**INPUT FOR THIS TASK:**
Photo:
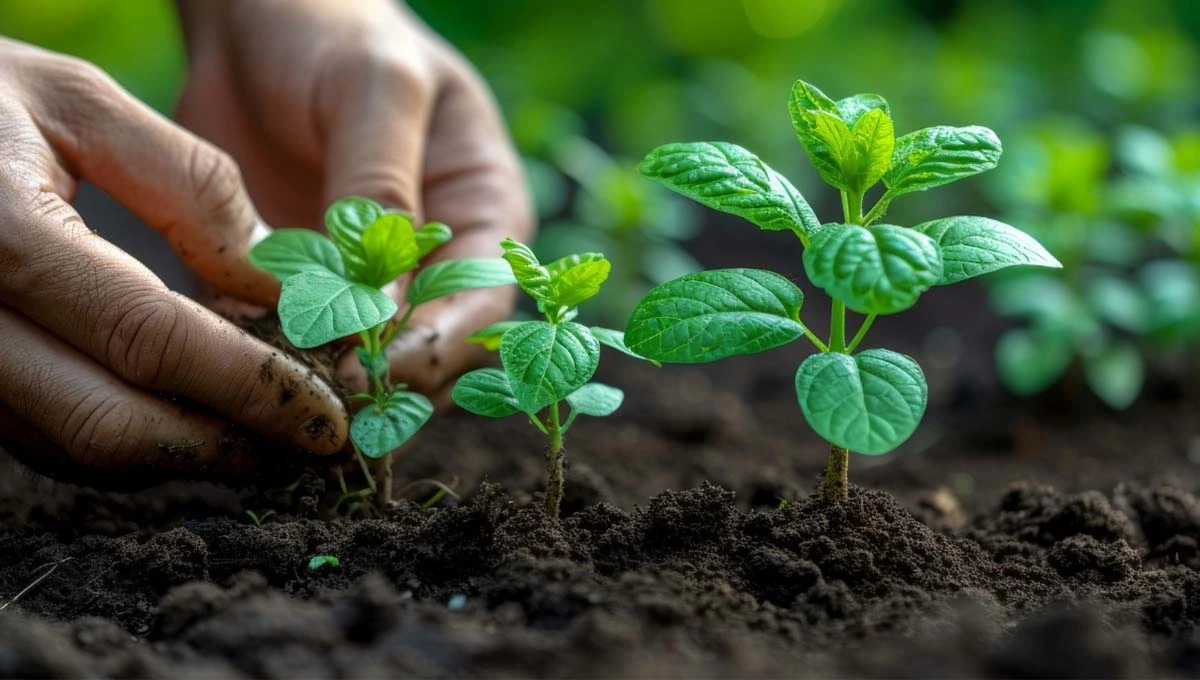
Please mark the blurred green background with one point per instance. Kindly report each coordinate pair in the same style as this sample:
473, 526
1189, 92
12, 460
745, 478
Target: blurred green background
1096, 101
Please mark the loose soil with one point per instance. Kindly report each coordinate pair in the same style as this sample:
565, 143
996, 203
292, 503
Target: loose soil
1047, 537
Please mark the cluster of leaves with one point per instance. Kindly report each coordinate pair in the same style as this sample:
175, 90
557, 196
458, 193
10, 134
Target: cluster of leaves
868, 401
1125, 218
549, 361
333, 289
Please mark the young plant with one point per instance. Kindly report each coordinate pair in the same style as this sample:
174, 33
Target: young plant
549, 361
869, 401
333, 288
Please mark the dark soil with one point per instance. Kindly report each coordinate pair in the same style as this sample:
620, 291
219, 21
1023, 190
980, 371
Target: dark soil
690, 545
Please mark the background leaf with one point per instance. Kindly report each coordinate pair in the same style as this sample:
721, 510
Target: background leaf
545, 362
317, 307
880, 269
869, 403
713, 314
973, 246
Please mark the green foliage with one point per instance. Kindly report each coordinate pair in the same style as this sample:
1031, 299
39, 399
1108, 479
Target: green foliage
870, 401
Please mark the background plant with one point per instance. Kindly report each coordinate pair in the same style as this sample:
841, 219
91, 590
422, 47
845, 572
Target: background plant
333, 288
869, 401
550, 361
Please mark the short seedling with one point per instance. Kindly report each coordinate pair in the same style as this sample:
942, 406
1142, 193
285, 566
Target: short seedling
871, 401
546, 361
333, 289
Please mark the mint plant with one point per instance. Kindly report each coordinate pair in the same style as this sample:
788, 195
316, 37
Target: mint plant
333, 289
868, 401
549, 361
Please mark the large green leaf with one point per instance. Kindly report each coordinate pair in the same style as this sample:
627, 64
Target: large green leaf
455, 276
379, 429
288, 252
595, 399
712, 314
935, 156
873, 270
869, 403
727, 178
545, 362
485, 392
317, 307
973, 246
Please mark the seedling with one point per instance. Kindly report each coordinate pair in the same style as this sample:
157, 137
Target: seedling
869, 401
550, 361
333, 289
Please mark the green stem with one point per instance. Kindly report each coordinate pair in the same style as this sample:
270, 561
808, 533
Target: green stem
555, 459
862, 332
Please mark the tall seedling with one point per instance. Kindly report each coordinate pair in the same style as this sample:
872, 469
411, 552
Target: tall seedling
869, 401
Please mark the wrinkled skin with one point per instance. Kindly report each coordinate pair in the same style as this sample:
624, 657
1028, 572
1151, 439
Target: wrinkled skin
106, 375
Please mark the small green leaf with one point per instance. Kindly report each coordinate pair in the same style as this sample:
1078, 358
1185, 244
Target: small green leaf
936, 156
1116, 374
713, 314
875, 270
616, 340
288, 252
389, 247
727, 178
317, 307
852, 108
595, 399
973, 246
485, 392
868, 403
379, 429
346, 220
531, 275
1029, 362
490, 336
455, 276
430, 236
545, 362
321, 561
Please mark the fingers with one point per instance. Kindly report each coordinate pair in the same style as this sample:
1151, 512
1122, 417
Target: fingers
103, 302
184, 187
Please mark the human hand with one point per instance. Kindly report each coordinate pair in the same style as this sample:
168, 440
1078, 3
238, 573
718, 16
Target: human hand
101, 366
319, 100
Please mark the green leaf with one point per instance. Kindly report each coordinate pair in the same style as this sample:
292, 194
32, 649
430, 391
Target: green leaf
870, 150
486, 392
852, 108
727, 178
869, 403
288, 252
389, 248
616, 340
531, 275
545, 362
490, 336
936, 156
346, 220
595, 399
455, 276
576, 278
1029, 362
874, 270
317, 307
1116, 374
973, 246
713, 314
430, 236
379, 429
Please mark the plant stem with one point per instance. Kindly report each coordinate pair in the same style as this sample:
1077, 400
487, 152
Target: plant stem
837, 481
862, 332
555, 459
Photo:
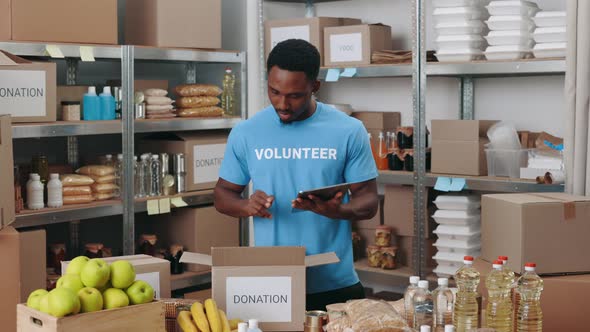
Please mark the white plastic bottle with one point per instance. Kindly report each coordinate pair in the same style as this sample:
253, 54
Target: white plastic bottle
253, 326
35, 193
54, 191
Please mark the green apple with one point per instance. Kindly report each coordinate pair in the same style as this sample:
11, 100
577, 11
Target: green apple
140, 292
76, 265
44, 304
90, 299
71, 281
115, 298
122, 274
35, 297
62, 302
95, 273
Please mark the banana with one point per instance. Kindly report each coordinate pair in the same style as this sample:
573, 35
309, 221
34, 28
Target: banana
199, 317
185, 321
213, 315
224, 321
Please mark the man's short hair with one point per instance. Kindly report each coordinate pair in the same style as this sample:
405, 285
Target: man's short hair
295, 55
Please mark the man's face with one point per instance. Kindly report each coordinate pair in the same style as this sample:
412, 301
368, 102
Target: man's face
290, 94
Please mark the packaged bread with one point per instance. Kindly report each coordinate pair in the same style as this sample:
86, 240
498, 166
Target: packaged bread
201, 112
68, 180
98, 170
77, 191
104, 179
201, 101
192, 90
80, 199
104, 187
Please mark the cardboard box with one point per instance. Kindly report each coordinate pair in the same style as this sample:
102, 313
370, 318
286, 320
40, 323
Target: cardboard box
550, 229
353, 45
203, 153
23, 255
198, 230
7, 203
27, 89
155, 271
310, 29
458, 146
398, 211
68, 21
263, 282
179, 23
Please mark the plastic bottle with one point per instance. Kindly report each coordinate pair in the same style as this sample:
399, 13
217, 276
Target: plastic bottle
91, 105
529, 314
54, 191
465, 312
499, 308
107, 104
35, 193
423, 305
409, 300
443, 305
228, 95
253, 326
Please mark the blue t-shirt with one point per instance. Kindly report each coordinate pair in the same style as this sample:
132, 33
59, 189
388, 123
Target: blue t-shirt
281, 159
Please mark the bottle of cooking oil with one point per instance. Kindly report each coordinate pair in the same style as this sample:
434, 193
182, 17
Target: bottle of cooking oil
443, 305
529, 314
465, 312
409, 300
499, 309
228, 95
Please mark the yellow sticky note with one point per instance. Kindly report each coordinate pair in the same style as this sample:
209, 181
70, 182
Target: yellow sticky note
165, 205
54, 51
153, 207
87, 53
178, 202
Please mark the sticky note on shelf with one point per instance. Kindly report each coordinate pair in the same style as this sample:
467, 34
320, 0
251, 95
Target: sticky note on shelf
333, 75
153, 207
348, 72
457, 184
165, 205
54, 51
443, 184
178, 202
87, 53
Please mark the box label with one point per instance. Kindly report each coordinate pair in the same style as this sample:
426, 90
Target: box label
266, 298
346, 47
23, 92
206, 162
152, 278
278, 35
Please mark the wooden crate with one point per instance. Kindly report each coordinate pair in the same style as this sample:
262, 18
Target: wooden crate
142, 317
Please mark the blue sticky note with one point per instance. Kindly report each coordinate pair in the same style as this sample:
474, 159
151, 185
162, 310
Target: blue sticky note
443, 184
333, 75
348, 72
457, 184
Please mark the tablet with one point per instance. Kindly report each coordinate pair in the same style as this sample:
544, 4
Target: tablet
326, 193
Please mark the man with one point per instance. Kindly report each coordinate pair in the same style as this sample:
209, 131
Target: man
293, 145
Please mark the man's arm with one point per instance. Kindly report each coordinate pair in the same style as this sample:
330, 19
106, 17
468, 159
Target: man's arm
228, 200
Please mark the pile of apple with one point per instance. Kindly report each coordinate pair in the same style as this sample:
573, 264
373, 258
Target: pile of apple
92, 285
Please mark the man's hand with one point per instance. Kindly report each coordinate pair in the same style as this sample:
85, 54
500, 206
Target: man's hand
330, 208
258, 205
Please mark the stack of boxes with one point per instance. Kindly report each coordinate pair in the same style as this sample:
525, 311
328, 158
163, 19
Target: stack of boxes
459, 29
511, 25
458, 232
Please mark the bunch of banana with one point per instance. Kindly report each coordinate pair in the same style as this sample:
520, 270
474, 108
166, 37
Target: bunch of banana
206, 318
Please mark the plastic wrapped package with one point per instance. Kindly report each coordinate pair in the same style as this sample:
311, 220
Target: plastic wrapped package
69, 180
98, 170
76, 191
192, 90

**TO BE DONE:**
Can you lay out the records above as a numbered list, starting with the line that contains "Please mark the tablet" and going on through the final line of the records? Leave out any blank lines.

**OUTPUT OF THE TASK:**
1. Please mark the tablet with one point per instance. Kindly report each coordinate pair in the same style as this sample:
2. 544, 4
3. Target: tablet
4. 326, 193
5. Please mark the man with one point per instance. Kindly report each coordinate pair in the same style as this sample:
6. 209, 131
7. Target: man
8. 293, 145
9. Please mark the man's arm with one point per instance. Kindly report each coordinate pair in the same style as this sample:
10. 330, 19
11. 106, 17
12. 468, 159
13. Target: man's arm
14. 228, 200
15. Please mark the pile of apple with one point per instance. Kindly report each coordinate pair in the same style as this sample:
16. 573, 264
17. 373, 258
18. Target: pile of apple
19. 92, 285
20. Please mark the man's hand with one point per instance. Kindly report each coordinate pair in the same style as this sample:
21. 85, 54
22. 500, 206
23. Target: man's hand
24. 330, 208
25. 258, 205
26. Please mark the stack of boxes with one point per instance. Kindly report each coordinate pair in the same style as this sample:
27. 525, 311
28. 328, 158
29. 163, 19
30. Target: stack of boxes
31. 459, 29
32. 511, 25
33. 458, 232
34. Please mark the bunch of banana with one point per instance. Kindly report each coordinate pair in the same style as this sample:
35. 520, 270
36. 474, 108
37. 166, 37
38. Target: bunch of banana
39. 206, 318
40. Please mark the plastic wrapped package with one point per instance. Kindly report each coordinate pair in the same style as this sample:
41. 311, 220
42. Target: plastic wrapped package
43. 69, 180
44. 98, 170
45. 76, 191
46. 192, 90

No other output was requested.